**Excerpt:**
----

Have you ever seen a fungus firing its spores to the tune of the Anvil Chorus from Il Travatore?
I’ll take that as a no.
Nicholas Money, an expert on fungi at Miami University, has been playing around with very fast video. Ultra fast. As in 250,000 frames-a-second fast. He knew exactly what this kind of video was made for. To film fungi that live on dung as they discharge their spores. These tiny fungi can blast spores as far as six feet away, boosting the odds that they’ll land on a clean plant that a cow or other grazing animal may eat. The fungi develop inside the animal, get pooped out with its dung, and fire their spores once more.
Money’s results were not just significant, but beautiful. The fungi fire their spores up to 55 miles an hour–which translates to an acceleration of 180,000 g. Money calls it “the fastest flight in nature.”
Money has just published his results in the journal PLOS One, and his students, in a justified fit of ecstasy, have created the first fungus opera. Behold:






September 16th, 2008 at 10:02 pm
Absolutely brilliant.
September 17th, 2008 at 12:52 am
Wait … you mean that’s dung on the left of the frame!?
September 17th, 2008 at 11:05 am
Amazing. Someone buy that man a beverage of his choice. He deserves it.
September 17th, 2008 at 11:34 am
Buller wrote a few hundred pages about the fungus, the anamorph of a Zygomycete, Pilobolus. I believe he described it going about 12 feet (possibly more) and I have seen it go this far myself germinating from some horse dung in a demonstration put on by Prof Don Pfister at the Humboldt Research Station, Eagle Hill, Maine.
It is an easy fungus to grow from horse dung and great to show phototropism.
It will appear in a few days. generally.
Laurie Leonard
September 17th, 2008 at 11:48 am
I love to see work from scientists with a bit of whimsy; good science requires both a sense of wonder and a sense of humor.
September 17th, 2008 at 12:56 pm
[...] Zimmer has a new post up at the Loom that directs folks to a new video of pilobus fungi “shooting” their [...]
September 17th, 2008 at 4:18 pm
How is that ejection speed even possible? Man, now I gotta spend my day *learning*, my curiosity is far too piqued.
September 18th, 2008 at 12:23 pm
Filmed by Nicholas Money … these fungal blasts would be Money shots??
September 20th, 2008 at 9:37 pm
isn’t all opera fungal…
September 21st, 2008 at 4:33 pm
[...] Fungus Opera. Fungus spores fly 55 miles per hour to the sweet tunes of Il Travatore. [...]
September 21st, 2008 at 11:46 pm
Tucker has the big question: how do they do it? The mechanism would obviously have incredible applications on a larger scale.
September 26th, 2008 at 6:57 am
[...] to see fungi firing their spores to the tune of the “Anvil Chorus” from Il Trovatore. Click here and let Carl Zimmer show you how to make that dream come [...]
September 27th, 2008 at 2:36 pm
I will never look at a slice of camembert the same….

----

**Data excerpts:**
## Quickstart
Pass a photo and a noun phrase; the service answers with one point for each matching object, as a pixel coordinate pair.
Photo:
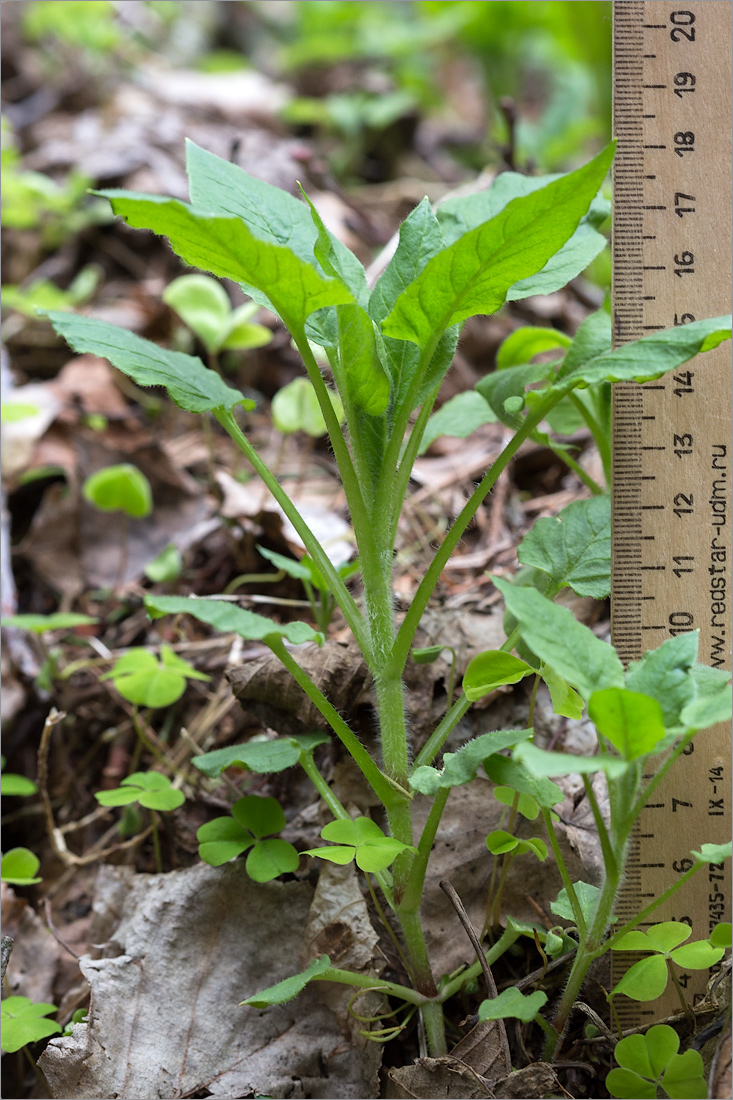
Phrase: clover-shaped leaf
(19, 867)
(651, 1062)
(252, 818)
(24, 1022)
(361, 839)
(647, 979)
(151, 789)
(513, 1004)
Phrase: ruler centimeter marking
(673, 461)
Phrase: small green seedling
(389, 348)
(647, 979)
(144, 680)
(203, 304)
(120, 488)
(24, 1022)
(253, 820)
(19, 785)
(323, 605)
(19, 867)
(651, 1062)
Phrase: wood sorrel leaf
(573, 548)
(229, 618)
(228, 248)
(633, 723)
(473, 274)
(459, 768)
(560, 640)
(190, 384)
(664, 673)
(491, 670)
(284, 991)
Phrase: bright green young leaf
(506, 771)
(190, 384)
(653, 355)
(587, 895)
(228, 248)
(203, 304)
(166, 567)
(492, 670)
(540, 763)
(222, 839)
(633, 723)
(229, 618)
(566, 701)
(513, 1004)
(24, 1022)
(19, 867)
(713, 700)
(39, 624)
(560, 640)
(474, 274)
(151, 789)
(120, 488)
(459, 417)
(573, 548)
(460, 767)
(284, 991)
(713, 853)
(262, 757)
(270, 858)
(664, 673)
(525, 804)
(523, 344)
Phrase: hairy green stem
(346, 601)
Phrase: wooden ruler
(673, 466)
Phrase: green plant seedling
(651, 1062)
(362, 840)
(144, 680)
(647, 979)
(151, 789)
(295, 407)
(253, 820)
(24, 1021)
(120, 488)
(10, 783)
(389, 349)
(203, 304)
(306, 570)
(19, 867)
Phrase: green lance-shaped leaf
(474, 274)
(664, 673)
(460, 767)
(190, 384)
(229, 618)
(633, 723)
(513, 1004)
(573, 548)
(227, 248)
(491, 670)
(560, 640)
(459, 215)
(284, 991)
(651, 356)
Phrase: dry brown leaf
(165, 1019)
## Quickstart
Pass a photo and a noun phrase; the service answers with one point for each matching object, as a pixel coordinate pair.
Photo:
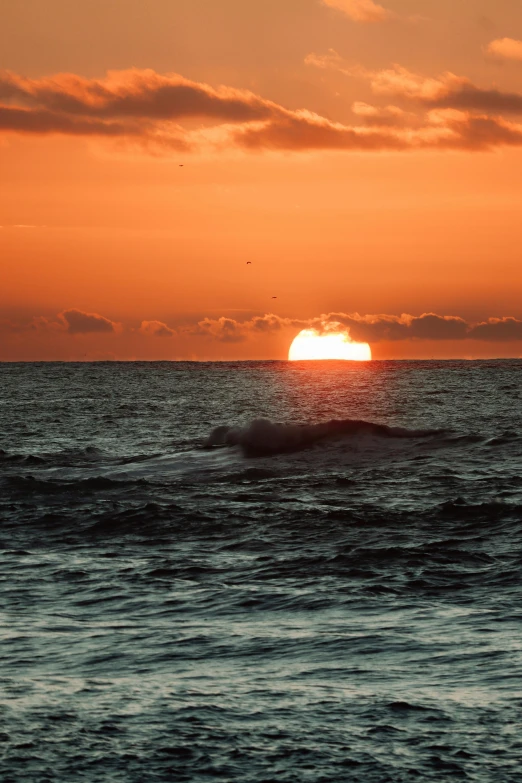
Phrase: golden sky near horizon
(365, 157)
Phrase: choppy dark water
(344, 604)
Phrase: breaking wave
(263, 437)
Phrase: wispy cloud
(367, 328)
(505, 49)
(159, 113)
(366, 11)
(361, 328)
(156, 329)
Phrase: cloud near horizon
(156, 329)
(361, 328)
(368, 328)
(157, 112)
(505, 49)
(366, 11)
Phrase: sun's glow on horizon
(311, 345)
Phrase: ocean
(261, 571)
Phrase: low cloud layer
(361, 328)
(87, 323)
(505, 49)
(366, 11)
(164, 113)
(367, 328)
(156, 329)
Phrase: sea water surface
(190, 592)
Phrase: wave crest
(263, 437)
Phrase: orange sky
(365, 157)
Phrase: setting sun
(312, 345)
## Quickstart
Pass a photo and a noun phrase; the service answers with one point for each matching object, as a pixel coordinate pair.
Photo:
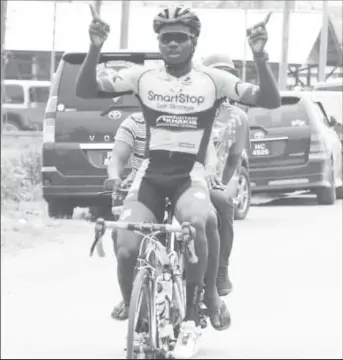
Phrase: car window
(14, 94)
(329, 88)
(291, 113)
(67, 95)
(332, 103)
(321, 115)
(39, 94)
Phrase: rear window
(39, 94)
(67, 95)
(332, 103)
(14, 94)
(331, 88)
(291, 113)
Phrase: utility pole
(3, 55)
(53, 53)
(124, 26)
(246, 5)
(283, 67)
(323, 42)
(98, 5)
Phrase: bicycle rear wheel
(141, 337)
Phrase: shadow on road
(292, 201)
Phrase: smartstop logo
(188, 122)
(179, 98)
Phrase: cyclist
(130, 143)
(233, 121)
(179, 104)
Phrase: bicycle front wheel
(142, 329)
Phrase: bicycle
(159, 284)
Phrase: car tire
(100, 211)
(11, 125)
(60, 209)
(241, 210)
(339, 192)
(327, 195)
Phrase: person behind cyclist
(233, 121)
(179, 104)
(130, 143)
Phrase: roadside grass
(24, 219)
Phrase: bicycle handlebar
(186, 229)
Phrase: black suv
(295, 147)
(78, 137)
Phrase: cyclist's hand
(258, 36)
(213, 182)
(127, 182)
(232, 187)
(98, 29)
(112, 184)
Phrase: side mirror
(333, 120)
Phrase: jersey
(179, 112)
(132, 132)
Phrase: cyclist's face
(176, 46)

----

**Exercise requirements:**
1. List every distinct calendar date that appears in the timestamps of the fungus opera post, one per line.
2. Duplicate the passage of the fungus opera post from "September 26th, 2008" up to and including "camembert the same….".

**Task answers:**
1.
September 16th, 2008
September 17th, 2008
September 18th, 2008
September 20th, 2008
September 21st, 2008
September 26th, 2008
September 27th, 2008

2.
September 26th, 2008 at 6:57 am
[...] to see fungi firing their spores to the tune of the “Anvil Chorus” from Il Trovatore. Click here and let Carl Zimmer show you how to make that dream come [...]
September 27th, 2008 at 2:36 pm
I will never look at a slice of camembert the same….